::: The data
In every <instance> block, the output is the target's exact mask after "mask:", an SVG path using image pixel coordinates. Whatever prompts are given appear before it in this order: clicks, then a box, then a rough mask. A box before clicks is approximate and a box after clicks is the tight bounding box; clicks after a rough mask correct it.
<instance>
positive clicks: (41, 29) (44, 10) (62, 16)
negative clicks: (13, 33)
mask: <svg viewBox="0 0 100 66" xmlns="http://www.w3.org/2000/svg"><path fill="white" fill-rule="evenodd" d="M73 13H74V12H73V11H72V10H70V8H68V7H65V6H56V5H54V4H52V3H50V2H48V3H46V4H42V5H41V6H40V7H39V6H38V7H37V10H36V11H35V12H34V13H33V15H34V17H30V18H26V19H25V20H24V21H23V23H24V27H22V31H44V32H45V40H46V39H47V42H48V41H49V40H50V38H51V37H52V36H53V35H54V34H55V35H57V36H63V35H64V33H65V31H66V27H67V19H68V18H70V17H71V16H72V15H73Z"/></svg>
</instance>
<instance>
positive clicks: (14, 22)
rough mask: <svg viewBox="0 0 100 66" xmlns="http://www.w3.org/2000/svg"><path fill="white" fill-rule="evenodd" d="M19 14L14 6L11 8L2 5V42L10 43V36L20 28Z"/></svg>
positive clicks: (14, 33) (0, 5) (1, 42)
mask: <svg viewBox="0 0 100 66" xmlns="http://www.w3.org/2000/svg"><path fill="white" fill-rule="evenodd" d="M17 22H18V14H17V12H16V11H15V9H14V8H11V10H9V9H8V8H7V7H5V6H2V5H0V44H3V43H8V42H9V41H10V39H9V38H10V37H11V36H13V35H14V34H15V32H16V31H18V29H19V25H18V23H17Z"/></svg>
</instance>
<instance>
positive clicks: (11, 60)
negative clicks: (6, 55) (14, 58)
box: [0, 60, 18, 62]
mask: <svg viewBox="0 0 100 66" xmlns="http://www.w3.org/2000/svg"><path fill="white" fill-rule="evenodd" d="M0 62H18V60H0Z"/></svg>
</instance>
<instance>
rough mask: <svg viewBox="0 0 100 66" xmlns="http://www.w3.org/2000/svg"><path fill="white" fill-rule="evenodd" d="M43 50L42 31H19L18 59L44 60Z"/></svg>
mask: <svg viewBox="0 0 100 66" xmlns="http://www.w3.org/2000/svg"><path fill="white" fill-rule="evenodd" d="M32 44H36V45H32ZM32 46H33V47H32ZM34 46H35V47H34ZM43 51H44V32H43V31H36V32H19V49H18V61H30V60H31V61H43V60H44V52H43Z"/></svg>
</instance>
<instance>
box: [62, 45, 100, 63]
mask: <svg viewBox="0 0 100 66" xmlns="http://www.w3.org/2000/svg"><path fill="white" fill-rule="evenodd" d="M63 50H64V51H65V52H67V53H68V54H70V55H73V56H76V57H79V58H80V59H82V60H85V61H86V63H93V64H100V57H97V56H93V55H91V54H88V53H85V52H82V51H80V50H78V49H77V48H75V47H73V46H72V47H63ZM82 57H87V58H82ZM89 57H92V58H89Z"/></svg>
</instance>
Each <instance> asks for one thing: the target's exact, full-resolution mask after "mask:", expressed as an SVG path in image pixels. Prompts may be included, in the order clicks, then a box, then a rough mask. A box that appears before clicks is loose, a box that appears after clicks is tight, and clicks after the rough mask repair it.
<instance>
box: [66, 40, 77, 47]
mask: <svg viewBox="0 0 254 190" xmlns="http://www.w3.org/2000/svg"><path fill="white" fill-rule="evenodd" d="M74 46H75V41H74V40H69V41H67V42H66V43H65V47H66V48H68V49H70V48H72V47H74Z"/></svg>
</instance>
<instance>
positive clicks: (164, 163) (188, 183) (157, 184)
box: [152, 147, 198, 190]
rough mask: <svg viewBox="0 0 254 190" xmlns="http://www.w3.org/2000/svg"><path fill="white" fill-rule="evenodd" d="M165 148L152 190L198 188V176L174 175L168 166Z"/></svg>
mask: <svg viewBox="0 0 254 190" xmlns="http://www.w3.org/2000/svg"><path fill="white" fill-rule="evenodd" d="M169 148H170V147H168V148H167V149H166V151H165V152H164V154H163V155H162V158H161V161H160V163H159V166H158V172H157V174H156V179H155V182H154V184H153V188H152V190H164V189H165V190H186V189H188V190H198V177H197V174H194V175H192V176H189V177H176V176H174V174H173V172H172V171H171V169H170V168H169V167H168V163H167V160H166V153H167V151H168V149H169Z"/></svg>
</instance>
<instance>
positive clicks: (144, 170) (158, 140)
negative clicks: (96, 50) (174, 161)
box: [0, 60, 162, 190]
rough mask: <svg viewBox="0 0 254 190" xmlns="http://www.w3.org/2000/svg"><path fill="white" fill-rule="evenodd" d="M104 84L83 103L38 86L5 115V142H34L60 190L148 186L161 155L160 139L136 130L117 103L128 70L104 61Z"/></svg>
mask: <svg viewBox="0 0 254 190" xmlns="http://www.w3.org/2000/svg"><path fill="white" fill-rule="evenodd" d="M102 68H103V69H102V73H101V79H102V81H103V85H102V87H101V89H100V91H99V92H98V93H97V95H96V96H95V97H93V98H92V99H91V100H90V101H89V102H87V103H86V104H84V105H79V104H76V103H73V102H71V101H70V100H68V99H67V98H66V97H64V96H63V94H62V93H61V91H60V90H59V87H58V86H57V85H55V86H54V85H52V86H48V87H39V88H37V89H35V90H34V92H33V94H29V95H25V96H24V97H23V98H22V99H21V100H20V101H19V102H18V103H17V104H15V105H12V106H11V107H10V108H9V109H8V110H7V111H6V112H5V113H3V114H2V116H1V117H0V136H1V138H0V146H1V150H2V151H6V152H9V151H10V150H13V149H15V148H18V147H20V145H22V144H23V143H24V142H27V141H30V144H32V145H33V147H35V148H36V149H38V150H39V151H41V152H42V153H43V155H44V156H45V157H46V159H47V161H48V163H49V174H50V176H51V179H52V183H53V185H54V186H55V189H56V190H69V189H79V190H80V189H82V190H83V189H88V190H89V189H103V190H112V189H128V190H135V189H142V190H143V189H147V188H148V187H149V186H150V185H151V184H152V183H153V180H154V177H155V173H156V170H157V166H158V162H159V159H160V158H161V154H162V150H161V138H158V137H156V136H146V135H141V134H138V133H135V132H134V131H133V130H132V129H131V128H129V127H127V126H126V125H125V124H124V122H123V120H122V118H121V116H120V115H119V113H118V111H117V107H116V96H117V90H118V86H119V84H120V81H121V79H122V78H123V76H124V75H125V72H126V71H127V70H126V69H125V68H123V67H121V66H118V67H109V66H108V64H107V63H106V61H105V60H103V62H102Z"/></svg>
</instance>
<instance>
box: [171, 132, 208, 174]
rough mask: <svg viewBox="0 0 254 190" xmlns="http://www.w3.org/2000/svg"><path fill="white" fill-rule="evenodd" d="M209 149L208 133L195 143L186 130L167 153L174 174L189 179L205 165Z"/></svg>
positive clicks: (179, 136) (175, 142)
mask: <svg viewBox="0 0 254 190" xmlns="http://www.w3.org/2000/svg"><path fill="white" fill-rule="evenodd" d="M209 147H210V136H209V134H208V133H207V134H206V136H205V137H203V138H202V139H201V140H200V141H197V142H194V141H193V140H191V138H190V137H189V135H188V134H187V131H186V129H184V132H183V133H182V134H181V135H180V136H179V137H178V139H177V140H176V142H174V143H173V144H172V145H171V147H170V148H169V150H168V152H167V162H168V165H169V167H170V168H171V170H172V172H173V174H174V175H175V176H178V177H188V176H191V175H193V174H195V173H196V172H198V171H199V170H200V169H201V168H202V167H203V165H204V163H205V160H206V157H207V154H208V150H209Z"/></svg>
::::::
* _Problem to work on_:
Using the entries shown above, reproduce verbatim the lines from the line bearing "148L152 190L198 188V176L174" to the line bearing "box: [0, 60, 162, 190]", inclusive.

* _Expected answer_:
rough mask: <svg viewBox="0 0 254 190" xmlns="http://www.w3.org/2000/svg"><path fill="white" fill-rule="evenodd" d="M165 148L152 190L198 188V176L174 175L168 166Z"/></svg>
mask: <svg viewBox="0 0 254 190" xmlns="http://www.w3.org/2000/svg"><path fill="white" fill-rule="evenodd" d="M169 148H170V147H168V148H167V149H166V151H165V152H164V154H163V155H162V158H161V161H160V163H159V166H158V172H157V174H156V179H155V182H154V184H153V188H152V190H164V189H165V190H186V189H188V190H198V177H197V174H194V175H192V176H189V177H176V176H174V174H173V172H172V171H171V169H170V168H169V167H168V163H167V160H166V153H167V151H168V149H169Z"/></svg>
</instance>
<instance>
positive clicks: (144, 170) (158, 140)
negative clicks: (96, 50) (174, 161)
box: [0, 60, 162, 190]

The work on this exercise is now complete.